» What the task asks
Extract every line from the records below that contains the string "flag". Case counts.

* BEGIN Extracted records *

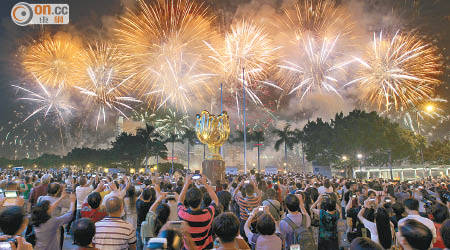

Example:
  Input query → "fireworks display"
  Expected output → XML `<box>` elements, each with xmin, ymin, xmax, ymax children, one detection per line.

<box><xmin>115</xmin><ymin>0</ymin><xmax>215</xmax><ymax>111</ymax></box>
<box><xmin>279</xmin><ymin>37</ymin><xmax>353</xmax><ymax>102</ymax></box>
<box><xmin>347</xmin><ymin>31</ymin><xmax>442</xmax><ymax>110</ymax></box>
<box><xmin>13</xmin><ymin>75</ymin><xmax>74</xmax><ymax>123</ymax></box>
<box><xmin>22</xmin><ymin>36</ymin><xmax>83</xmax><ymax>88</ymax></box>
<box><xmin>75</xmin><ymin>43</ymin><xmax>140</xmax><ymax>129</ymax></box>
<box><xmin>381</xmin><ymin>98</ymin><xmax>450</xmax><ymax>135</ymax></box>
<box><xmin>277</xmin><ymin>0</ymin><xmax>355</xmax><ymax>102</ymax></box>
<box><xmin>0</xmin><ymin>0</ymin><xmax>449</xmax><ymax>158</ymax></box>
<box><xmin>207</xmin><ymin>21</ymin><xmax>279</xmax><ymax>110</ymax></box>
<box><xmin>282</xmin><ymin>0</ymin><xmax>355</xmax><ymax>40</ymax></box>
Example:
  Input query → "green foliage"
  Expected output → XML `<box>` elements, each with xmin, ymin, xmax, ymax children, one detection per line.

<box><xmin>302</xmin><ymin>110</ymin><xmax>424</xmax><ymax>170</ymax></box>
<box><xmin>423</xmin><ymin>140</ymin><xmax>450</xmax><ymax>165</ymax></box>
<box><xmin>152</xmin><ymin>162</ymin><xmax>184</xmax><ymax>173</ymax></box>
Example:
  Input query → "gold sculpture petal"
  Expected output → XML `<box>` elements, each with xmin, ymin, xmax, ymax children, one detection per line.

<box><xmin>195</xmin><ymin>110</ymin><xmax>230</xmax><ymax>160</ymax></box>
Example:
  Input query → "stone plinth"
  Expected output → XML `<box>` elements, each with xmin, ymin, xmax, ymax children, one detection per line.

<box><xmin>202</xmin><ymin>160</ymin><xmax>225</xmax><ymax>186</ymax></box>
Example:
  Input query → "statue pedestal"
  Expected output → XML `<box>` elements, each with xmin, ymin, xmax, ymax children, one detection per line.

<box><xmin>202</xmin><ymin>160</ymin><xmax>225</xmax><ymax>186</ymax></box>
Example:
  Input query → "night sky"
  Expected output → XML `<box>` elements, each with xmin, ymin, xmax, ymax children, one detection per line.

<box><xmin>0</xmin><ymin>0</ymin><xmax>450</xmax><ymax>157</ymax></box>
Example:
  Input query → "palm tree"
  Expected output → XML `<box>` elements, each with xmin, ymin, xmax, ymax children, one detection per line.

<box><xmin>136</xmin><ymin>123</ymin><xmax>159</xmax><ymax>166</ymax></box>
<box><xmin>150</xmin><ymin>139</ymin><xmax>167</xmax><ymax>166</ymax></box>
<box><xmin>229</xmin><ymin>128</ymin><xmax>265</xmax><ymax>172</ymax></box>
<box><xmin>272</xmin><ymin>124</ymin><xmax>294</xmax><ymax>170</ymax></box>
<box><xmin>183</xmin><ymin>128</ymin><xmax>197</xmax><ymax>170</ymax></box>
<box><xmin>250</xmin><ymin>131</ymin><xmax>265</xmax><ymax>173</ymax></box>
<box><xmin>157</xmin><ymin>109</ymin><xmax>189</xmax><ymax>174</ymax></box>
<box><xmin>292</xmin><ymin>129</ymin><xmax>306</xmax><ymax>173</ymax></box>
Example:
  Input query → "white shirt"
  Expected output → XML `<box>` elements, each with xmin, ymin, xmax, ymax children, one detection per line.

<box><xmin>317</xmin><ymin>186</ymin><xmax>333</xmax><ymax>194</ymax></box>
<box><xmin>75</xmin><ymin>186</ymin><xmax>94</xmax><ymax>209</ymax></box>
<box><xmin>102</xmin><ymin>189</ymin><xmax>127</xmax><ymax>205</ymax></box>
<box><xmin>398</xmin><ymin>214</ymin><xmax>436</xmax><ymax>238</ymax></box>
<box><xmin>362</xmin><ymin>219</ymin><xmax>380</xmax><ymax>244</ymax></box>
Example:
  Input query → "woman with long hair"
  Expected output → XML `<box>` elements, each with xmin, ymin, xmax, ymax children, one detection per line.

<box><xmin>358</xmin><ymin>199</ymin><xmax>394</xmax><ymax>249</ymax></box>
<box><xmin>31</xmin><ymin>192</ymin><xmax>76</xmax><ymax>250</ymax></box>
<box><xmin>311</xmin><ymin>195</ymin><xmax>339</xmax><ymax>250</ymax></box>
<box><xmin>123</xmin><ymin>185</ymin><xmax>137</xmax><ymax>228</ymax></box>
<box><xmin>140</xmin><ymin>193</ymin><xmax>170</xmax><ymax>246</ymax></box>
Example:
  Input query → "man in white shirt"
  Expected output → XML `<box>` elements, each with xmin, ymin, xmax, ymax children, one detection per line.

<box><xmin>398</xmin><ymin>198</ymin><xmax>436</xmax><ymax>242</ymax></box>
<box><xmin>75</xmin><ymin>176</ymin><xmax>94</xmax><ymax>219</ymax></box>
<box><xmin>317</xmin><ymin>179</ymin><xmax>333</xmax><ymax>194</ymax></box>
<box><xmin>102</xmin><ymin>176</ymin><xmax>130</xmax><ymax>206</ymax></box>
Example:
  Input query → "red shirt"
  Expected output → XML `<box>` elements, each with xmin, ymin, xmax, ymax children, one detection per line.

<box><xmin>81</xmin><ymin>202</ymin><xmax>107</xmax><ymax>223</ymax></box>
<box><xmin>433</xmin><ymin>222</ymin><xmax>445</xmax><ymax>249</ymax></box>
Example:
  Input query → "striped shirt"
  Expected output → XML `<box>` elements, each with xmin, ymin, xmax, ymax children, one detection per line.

* END Extracted records *
* BEGIN Extracted records *

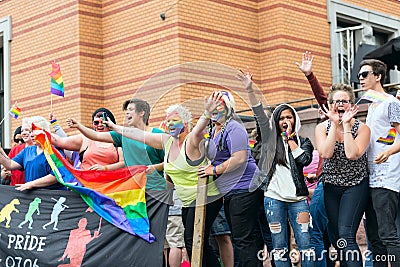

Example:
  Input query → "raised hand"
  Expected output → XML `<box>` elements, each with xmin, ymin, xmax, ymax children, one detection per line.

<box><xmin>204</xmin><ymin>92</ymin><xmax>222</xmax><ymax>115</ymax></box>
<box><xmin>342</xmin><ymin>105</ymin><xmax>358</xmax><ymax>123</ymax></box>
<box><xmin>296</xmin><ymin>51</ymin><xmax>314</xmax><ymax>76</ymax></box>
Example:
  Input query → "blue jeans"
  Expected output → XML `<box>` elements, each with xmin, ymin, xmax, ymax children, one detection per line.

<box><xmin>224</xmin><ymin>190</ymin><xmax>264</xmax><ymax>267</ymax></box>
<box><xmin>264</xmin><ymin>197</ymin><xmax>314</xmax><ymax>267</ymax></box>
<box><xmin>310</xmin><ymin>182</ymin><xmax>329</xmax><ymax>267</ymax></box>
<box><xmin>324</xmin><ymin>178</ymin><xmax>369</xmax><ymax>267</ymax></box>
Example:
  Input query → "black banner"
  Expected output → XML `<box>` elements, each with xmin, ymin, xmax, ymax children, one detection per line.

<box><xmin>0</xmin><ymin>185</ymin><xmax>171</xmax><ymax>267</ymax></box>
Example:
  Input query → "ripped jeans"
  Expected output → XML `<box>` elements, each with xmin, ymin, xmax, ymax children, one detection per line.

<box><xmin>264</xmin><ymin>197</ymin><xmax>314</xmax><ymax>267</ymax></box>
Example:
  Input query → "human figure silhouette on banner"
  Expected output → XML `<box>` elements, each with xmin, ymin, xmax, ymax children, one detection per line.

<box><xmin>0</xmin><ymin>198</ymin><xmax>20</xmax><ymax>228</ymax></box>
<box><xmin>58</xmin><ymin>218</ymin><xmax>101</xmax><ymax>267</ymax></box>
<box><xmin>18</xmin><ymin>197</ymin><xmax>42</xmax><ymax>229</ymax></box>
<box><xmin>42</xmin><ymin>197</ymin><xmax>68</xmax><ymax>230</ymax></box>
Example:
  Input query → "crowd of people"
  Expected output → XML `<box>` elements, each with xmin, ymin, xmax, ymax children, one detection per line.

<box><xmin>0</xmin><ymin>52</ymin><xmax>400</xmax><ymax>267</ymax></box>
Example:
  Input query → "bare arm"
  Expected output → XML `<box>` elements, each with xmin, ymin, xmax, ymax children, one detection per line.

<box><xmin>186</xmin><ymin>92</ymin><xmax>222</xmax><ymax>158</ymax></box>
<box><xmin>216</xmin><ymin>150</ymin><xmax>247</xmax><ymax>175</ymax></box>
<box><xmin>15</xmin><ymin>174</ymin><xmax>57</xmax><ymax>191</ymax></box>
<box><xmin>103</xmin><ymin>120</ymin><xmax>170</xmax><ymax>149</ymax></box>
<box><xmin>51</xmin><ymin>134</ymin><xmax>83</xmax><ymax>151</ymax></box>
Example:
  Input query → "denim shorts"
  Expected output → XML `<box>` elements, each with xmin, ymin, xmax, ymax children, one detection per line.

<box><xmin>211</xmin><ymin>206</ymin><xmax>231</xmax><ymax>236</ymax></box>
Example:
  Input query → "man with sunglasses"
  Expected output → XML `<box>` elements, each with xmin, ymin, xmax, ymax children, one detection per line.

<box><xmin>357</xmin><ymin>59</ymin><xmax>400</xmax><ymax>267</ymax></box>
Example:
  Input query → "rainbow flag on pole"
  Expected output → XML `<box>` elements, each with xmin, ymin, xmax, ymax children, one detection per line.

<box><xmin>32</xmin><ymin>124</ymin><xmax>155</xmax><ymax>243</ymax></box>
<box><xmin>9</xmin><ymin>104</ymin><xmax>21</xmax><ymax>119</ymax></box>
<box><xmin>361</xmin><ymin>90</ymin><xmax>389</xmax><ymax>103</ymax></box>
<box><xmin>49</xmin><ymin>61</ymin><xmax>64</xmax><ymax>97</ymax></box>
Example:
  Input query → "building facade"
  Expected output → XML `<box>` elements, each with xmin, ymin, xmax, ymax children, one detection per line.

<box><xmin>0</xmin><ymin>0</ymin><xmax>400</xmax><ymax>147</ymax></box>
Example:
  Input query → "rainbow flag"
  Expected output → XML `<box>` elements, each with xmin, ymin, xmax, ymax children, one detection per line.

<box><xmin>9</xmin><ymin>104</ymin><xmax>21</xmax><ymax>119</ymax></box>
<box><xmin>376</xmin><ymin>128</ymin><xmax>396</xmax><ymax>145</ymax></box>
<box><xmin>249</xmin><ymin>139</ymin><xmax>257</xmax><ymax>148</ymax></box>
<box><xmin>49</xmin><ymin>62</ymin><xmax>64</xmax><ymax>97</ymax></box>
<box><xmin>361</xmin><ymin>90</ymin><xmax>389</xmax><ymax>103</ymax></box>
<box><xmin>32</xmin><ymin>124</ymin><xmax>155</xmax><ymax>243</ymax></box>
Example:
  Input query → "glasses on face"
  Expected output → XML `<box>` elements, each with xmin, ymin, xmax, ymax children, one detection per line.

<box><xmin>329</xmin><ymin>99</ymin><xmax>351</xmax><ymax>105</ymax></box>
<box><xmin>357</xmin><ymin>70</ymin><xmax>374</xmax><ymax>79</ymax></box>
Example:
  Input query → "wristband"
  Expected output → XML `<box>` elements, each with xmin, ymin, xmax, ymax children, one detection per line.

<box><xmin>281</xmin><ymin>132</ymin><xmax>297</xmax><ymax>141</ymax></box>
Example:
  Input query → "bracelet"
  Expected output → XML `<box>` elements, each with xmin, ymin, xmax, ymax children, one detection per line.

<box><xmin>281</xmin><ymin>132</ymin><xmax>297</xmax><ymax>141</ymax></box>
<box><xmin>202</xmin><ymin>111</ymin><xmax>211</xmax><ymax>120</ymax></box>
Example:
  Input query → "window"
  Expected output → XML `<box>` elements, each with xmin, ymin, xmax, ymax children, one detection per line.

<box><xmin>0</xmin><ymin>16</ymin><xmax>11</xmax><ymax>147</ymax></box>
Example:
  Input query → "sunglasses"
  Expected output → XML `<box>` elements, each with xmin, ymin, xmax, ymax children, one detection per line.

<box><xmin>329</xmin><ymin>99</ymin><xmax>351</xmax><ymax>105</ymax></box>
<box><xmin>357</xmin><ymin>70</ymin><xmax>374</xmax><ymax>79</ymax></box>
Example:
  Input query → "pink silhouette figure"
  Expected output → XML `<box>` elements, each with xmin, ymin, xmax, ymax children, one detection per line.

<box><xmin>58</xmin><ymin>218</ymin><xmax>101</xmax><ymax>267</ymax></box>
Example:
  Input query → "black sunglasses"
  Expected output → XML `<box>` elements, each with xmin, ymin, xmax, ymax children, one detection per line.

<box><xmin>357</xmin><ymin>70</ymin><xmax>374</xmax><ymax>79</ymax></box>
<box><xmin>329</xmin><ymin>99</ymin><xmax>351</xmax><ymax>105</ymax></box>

* END Extracted records *

» Written response
  Input query → "rainbow flag on pole"
  Input query → "rainbow flag"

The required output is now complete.